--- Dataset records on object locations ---
○ ○ ○ ○ ○ ○ ○

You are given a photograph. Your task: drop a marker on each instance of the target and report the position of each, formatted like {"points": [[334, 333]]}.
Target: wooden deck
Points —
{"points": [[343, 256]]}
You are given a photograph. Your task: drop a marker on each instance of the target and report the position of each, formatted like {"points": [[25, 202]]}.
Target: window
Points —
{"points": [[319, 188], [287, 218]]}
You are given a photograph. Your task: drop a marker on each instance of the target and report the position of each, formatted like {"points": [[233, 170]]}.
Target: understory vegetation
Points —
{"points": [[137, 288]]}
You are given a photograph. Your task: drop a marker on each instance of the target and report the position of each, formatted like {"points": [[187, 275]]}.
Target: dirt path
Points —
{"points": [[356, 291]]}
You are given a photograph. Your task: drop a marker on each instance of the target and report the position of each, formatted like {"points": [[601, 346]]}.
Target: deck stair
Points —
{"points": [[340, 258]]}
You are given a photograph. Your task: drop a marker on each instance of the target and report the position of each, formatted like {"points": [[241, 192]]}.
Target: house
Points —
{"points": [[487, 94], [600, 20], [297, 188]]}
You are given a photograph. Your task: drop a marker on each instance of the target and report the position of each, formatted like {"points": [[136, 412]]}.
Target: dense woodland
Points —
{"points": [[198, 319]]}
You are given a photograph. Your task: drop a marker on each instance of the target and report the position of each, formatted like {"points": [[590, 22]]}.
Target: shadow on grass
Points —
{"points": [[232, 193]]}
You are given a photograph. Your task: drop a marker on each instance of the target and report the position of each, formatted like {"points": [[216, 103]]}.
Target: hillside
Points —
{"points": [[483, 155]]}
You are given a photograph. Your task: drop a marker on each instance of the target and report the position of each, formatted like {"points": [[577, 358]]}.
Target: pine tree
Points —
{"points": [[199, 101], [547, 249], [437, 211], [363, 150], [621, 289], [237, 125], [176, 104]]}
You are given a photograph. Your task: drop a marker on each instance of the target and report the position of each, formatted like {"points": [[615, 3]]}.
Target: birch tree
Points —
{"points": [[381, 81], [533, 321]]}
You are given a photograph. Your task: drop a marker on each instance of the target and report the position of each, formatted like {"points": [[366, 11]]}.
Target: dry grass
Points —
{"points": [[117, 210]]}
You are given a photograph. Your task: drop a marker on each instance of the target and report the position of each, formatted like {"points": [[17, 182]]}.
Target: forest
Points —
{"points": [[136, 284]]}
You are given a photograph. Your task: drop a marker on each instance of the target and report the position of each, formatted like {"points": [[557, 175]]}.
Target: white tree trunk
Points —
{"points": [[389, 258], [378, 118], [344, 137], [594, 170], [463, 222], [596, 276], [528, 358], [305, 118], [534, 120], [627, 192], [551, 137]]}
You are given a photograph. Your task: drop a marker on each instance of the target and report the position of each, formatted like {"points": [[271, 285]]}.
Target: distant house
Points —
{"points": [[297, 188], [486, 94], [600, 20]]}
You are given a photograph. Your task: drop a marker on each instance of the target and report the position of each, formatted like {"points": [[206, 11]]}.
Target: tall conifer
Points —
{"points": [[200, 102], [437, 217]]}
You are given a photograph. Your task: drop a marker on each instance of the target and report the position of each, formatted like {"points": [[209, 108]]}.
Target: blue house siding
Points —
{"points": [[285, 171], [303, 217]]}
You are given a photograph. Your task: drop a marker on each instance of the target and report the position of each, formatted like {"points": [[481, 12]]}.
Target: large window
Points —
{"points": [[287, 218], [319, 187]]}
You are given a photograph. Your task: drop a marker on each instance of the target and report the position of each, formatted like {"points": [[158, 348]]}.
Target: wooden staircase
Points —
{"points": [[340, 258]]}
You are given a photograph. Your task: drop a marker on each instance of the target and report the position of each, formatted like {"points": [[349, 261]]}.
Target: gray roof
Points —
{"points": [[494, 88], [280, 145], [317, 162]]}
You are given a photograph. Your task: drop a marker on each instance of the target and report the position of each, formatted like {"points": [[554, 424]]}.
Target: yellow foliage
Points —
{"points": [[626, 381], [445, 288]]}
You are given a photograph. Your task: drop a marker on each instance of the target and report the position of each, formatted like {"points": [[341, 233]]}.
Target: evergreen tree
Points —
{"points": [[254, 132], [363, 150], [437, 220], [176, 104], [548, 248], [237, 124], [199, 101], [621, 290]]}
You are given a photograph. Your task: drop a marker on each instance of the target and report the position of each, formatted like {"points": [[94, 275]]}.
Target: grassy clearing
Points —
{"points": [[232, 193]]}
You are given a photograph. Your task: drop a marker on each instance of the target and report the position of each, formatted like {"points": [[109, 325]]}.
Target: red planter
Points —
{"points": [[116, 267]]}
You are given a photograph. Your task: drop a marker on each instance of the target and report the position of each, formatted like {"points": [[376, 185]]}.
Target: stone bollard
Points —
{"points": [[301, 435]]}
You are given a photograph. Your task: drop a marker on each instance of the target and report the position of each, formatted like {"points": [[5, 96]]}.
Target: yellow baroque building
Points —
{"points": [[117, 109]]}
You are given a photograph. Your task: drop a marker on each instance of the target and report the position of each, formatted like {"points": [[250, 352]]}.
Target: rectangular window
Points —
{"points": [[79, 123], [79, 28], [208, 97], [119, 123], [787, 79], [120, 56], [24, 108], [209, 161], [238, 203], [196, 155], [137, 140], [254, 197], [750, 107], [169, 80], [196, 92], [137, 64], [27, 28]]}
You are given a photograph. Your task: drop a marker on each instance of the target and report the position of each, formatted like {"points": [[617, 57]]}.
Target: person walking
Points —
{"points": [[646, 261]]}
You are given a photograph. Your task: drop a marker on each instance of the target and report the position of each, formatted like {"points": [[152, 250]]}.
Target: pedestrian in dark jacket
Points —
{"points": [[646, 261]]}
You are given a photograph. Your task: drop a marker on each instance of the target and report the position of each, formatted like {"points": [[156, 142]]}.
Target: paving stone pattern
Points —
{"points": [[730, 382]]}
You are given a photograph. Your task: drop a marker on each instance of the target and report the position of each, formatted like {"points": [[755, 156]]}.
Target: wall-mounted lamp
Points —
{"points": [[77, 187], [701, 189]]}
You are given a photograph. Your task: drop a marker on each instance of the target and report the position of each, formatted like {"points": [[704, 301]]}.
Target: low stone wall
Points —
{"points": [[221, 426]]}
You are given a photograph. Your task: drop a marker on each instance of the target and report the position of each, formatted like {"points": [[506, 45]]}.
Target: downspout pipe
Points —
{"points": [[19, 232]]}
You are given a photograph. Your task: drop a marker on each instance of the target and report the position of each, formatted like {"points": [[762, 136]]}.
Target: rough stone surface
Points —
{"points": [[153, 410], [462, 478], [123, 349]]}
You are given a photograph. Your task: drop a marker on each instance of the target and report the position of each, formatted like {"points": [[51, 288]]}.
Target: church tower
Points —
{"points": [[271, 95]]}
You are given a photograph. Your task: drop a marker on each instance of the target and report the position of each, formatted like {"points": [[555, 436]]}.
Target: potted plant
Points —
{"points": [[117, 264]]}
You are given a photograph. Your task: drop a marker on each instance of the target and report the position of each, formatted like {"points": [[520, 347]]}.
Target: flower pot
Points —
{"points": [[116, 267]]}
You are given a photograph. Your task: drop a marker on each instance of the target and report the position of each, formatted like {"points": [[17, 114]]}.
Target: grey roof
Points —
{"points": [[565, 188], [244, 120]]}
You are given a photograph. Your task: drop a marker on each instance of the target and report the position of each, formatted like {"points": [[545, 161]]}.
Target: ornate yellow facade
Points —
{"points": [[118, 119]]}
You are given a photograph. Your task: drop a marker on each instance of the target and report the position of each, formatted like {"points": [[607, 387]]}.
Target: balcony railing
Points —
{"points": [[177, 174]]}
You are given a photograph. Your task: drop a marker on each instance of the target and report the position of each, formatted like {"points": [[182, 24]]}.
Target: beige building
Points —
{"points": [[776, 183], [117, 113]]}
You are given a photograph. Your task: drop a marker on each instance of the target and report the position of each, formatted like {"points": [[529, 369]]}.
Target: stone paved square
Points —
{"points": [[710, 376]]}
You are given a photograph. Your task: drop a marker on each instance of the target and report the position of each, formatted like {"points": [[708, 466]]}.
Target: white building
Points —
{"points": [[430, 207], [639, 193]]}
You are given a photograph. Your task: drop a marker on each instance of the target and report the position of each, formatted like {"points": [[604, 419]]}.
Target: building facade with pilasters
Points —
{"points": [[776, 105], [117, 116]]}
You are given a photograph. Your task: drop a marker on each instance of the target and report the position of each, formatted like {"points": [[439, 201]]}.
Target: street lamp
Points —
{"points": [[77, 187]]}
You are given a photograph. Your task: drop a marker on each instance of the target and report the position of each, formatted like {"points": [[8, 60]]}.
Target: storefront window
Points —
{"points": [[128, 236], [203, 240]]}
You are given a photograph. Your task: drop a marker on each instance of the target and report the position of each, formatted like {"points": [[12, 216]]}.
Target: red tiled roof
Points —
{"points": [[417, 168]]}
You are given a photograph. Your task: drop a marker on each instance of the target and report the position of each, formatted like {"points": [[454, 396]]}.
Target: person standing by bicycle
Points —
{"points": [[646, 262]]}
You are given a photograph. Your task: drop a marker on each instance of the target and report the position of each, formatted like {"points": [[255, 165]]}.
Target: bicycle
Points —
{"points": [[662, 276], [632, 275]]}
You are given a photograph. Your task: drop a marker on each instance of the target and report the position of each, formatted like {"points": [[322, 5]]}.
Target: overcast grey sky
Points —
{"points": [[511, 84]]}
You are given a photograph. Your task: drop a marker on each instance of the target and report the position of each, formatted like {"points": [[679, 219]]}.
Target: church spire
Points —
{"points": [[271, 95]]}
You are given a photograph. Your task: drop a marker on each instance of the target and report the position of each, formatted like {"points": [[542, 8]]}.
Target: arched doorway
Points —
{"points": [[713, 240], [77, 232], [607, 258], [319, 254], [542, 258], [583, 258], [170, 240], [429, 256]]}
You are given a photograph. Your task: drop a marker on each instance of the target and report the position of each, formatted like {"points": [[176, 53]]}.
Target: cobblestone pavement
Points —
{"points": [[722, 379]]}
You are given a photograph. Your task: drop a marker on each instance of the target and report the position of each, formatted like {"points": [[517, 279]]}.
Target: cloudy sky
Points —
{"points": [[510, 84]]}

○ ○ ○ ○ ○ ○ ○

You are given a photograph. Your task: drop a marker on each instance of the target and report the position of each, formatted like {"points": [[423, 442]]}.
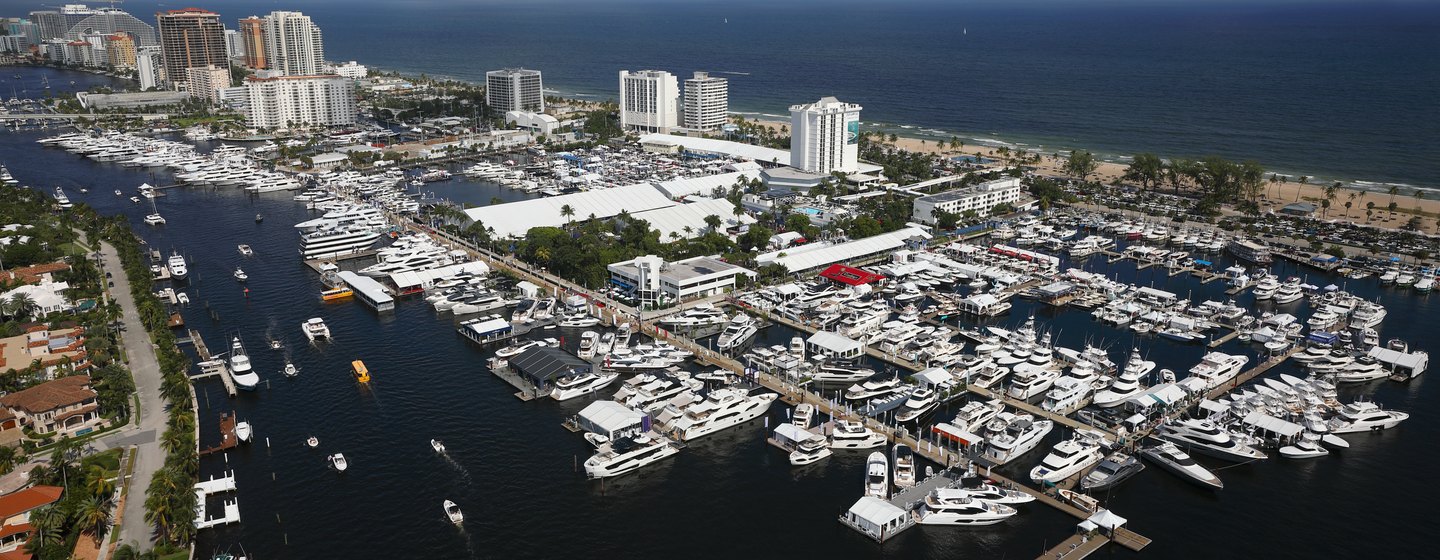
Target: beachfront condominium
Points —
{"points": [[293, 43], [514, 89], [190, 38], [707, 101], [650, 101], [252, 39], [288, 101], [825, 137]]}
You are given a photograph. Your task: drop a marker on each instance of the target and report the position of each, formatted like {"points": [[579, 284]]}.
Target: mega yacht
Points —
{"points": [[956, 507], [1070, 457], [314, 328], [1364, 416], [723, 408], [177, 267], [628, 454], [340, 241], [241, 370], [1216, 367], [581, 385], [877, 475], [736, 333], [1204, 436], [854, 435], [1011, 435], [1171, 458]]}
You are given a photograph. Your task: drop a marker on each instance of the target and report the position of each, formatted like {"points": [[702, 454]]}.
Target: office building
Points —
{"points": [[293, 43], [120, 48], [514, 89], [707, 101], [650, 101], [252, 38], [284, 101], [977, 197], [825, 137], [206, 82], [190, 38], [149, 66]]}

○ ○ ○ ○ ○ ○ ○

--- EXERCISE OBJECTIVE ---
Pick out each line in the records above that contains the string "wall" and copy those lines in full.

--- REPLY ---
Target: wall-mounted lamp
Target: low stone wall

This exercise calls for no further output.